EXCERPT

——

ComputerMaestro commented 5 years ago

Sure @oxinabox , I will look at it and will let you know when it is rectified.

ComputerMaestro commented 5 years ago

ERROR: LoadError: InitError: could not open file /home/travis/build/JuliaText/CorpusLoaders.jl/test/WikiCorpus_DataDeps.jl I am not able to getting the cause for this error in travis. The problem is that the WikiCorpus_DataDeps.jl file is inside src folder and is referred inside init funciton CorpusLoaders module and then CorpusLoaders is referred inside test folder and since this folder doesn't contain WikiCorpus_DataDeps.jl , so it cannot open it inside init function

oxinabox commented 5 years ago

@Ayushk4 how is https://github.com/JuliaText/WordTokenizers.jl/pull/13 going? it would be good to be using that here.

oxinabox commented 5 years ago

I am pretty sure we do not need the DataFrames.jl dependency. Only the CSV one. CSV has a dependency on DataFrames, but we don't ever call any methods from the DataFrames namepace.

ComputerMaestro commented 5 years ago

I have removed DataFrames.jl.

ComputerMaestro commented 5 years ago

I tried making separate file for init but problem is still the same. Please check whether it is done correctly or not.

ComputerMaestro commented 5 years ago

I will try doing something else and let you know.

ComputerMaestro commented 5 years ago

There is some pre compiling problem with the CSV module as well.

ComputerMaestro commented 5 years ago

Sorry for the silly question but can you tell me how to set DATADEPS_ALWAYS_ACCEPT to accept without prompt. Is it by directly setting this to true or something else.

oxinabox commented 5 years ago

ENV["DATADEPS_ALWAYS_ACCEPT"] = "true" within julia or something like `export DATADEPS_ALWAYS_ACCEPT="true" in bash before you start julia

In TravisCI see their docs https://docs.travis-ci.com/user/environment-variables/

ComputerMaestro commented 5 years ago

Thankyou

ComputerMaestro commented 5 years ago

Now CSV problem is solved. But one of yours test in test_wikicorpus.jl is failing. Due to a anomaly word StringIndexError("Chögyam", 4) So for now I have commented out that test in line 28, please suggest what to do with that.

ComputerMaestro commented 5 years ago

@oxinabox , I saw the travis and appveyor results there Julia nightly and Julia 1.0.3 passed all the tests but Julia 0.7.0 was not able to pass SemCor results. I tested it on my machine and there SemCor and Senseval3 test are not passing. And I think the problem exists inside Base.Iterators because codes are exaclty the same. Problem comes when we check for the types of outputs. I compared results from Julia 1.0.3 and Julia 0.7, problem was in flatten_levels function from MultiIteratorsResolution module. In both versions I am using v0.5 of MultiIteratorsResolution. So, I checked code of flatten_levels in MultiIteratorsResolution repo. There apply_at_level function is used inside flatten_levels definition. And one of apply_at_level argument is Base.Iterators.flatten. When I used flatten_levels with the output type is same in both Julia versions but when the output of flatten_levels is used for iteration in for loop it then it behaves differently in both versions. The behavior in Julia 1.0.3 is corrected(Expected) but in Julia 0.7.0 is incorrect for the tests.

——

INPUT DATA
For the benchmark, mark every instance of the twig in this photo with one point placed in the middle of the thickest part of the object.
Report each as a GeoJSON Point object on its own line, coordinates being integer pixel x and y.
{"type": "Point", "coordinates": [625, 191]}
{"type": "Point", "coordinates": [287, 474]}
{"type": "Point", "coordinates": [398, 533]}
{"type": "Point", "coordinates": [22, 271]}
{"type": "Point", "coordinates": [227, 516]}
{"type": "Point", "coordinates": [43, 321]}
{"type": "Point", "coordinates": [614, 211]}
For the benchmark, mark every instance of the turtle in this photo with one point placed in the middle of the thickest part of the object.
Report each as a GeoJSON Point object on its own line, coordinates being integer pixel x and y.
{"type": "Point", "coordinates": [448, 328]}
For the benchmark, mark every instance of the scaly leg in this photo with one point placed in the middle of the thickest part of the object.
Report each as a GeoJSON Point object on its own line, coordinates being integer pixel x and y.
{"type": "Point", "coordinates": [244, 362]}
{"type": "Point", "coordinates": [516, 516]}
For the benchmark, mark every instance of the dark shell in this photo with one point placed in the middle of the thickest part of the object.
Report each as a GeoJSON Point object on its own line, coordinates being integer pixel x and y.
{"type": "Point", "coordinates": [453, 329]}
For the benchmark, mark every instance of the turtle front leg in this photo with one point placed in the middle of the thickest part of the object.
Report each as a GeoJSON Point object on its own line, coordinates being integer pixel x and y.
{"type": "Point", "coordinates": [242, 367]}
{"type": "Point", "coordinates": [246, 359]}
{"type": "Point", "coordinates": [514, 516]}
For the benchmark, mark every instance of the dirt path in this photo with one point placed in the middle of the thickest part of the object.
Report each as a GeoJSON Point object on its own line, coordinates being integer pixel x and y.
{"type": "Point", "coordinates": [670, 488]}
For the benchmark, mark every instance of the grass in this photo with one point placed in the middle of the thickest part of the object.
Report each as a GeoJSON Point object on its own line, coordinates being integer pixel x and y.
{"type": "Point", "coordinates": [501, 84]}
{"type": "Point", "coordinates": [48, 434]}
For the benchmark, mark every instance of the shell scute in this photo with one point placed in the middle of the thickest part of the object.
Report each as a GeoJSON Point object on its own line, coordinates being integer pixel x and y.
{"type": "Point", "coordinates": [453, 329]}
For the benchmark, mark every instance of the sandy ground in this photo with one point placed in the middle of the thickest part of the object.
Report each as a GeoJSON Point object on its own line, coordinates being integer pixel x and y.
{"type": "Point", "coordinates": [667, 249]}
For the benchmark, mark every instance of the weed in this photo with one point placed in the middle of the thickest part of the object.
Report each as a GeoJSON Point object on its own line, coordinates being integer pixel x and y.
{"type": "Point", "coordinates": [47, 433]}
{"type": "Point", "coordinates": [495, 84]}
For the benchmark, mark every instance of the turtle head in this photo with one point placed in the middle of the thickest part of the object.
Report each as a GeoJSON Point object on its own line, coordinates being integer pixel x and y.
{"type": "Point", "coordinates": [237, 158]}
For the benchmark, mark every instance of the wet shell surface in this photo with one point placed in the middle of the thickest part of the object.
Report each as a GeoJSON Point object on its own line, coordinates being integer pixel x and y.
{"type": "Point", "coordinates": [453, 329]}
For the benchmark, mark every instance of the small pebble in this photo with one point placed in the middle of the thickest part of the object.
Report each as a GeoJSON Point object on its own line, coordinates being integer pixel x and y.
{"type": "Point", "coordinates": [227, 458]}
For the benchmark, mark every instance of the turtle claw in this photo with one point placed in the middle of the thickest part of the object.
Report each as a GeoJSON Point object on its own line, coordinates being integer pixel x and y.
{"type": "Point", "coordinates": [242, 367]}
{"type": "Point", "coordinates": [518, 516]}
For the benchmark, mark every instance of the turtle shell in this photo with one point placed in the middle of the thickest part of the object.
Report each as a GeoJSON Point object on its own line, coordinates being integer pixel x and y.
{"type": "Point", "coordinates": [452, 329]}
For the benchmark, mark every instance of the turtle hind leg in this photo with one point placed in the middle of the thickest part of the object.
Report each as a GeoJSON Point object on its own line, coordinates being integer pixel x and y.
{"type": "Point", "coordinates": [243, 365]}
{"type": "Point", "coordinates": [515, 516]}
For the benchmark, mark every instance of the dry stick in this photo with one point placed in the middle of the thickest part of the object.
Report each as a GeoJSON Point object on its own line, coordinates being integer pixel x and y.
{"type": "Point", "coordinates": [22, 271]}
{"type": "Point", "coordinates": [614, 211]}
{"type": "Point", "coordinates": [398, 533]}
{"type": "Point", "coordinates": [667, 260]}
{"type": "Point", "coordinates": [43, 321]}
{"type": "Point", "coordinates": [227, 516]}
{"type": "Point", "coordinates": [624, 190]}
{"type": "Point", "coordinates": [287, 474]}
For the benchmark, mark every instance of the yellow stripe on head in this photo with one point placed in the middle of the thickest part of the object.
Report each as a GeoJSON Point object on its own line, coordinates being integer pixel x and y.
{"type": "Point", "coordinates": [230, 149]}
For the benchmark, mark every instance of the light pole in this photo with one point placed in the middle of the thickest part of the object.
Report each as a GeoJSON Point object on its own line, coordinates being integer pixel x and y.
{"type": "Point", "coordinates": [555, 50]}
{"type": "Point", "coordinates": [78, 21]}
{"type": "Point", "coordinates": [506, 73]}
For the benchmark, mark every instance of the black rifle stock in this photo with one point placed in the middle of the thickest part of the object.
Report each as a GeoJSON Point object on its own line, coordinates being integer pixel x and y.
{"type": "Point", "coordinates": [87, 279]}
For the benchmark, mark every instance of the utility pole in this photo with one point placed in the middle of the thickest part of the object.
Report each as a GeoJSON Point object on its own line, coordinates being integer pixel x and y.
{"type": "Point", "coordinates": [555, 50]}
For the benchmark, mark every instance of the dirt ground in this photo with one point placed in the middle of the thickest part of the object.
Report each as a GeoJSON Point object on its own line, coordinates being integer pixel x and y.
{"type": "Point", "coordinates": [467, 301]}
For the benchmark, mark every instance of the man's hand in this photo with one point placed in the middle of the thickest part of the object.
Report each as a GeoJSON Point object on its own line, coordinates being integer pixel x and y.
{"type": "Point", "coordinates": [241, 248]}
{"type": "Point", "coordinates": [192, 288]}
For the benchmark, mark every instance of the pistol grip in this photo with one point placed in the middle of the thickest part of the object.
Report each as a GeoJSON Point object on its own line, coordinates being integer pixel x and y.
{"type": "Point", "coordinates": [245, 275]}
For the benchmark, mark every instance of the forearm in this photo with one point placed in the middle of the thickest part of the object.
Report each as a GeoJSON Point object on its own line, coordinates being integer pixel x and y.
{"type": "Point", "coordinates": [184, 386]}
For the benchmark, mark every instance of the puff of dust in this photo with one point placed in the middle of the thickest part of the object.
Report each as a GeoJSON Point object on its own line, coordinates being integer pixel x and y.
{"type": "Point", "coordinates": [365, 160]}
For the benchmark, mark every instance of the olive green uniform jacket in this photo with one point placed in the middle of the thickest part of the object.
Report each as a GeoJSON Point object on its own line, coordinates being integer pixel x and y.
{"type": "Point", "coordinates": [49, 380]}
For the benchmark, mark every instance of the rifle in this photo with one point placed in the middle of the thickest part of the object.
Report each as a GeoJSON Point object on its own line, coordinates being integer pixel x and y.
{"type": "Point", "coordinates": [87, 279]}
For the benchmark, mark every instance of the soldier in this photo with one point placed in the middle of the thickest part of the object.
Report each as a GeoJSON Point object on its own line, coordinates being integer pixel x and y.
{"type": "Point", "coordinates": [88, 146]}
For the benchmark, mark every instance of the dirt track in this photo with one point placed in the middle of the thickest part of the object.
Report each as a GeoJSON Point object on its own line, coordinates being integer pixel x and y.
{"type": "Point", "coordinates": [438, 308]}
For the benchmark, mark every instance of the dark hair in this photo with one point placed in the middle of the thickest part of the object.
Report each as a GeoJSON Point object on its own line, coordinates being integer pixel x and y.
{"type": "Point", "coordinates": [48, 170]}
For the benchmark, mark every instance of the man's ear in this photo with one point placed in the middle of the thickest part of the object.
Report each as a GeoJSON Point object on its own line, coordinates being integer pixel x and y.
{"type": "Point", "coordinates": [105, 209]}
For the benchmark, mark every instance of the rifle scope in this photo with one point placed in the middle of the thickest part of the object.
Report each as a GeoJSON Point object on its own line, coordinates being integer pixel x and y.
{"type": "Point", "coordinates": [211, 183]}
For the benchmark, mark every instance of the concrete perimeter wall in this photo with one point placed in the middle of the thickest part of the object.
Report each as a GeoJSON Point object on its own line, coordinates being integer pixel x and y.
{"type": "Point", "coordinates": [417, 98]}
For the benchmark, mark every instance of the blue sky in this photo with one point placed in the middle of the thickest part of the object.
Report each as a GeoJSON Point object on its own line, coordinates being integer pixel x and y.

——

WHAT TO DO
**a.** Summarize the thread in two sentences.
**b.** Quote the part of the rows that opens with the line containing "For the benchmark, mark every instance of the dirt track" and runs through the last line of the rows.
The rows bear no relation to the thread.

RESULTS BY TASK
**a.** ComputerMaestro works through Travis errors in CorpusLoaders.jl, including a failure to open WikiCorpus_DataDeps.jl and a precompiling problem with CSV, while oxinabox advises dropping the DataFrames.jl dependency and explains how to set DATADEPS_ALWAYS_ACCEPT. After the CSV problem is solved, ComputerMaestro comments out a test that fails on the word "Chögyam" and traces SemCor test failures on Julia 0.7.0 to the flatten_levels function from MultiIteratorsResolution, whose output behaves differently in for loops than on Julia 1.0.3.

**b.**
For the benchmark, mark every instance of the dirt track in this photo with one point placed in the middle of the thickest part of the object.
Report each as a GeoJSON Point object on its own line, coordinates being integer pixel x and y.
{"type": "Point", "coordinates": [438, 308]}
For the benchmark, mark every instance of the dark hair in this photo with one point placed in the middle of the thickest part of the object.
Report each as a GeoJSON Point object on its own line, coordinates being integer pixel x and y.
{"type": "Point", "coordinates": [48, 170]}
For the benchmark, mark every instance of the man's ear in this photo with one point placed in the middle of the thickest part of the object.
Report each as a GeoJSON Point object on its own line, coordinates being integer pixel x and y.
{"type": "Point", "coordinates": [105, 209]}
For the benchmark, mark every instance of the rifle scope in this photo with one point placed in the middle of the thickest part of the object.
Report each as a GeoJSON Point object on its own line, coordinates being integer pixel x and y.
{"type": "Point", "coordinates": [211, 183]}
For the benchmark, mark every instance of the concrete perimeter wall in this photo with one point placed in the middle of the thickest part of the object.
Report each as a GeoJSON Point object on its own line, coordinates being integer pixel x and y.
{"type": "Point", "coordinates": [417, 98]}
For the benchmark, mark every instance of the blue sky in this photo with one point placed in the middle of the thickest part of the object.
Report each as a GeoJSON Point object on its own line, coordinates being integer pixel x and y.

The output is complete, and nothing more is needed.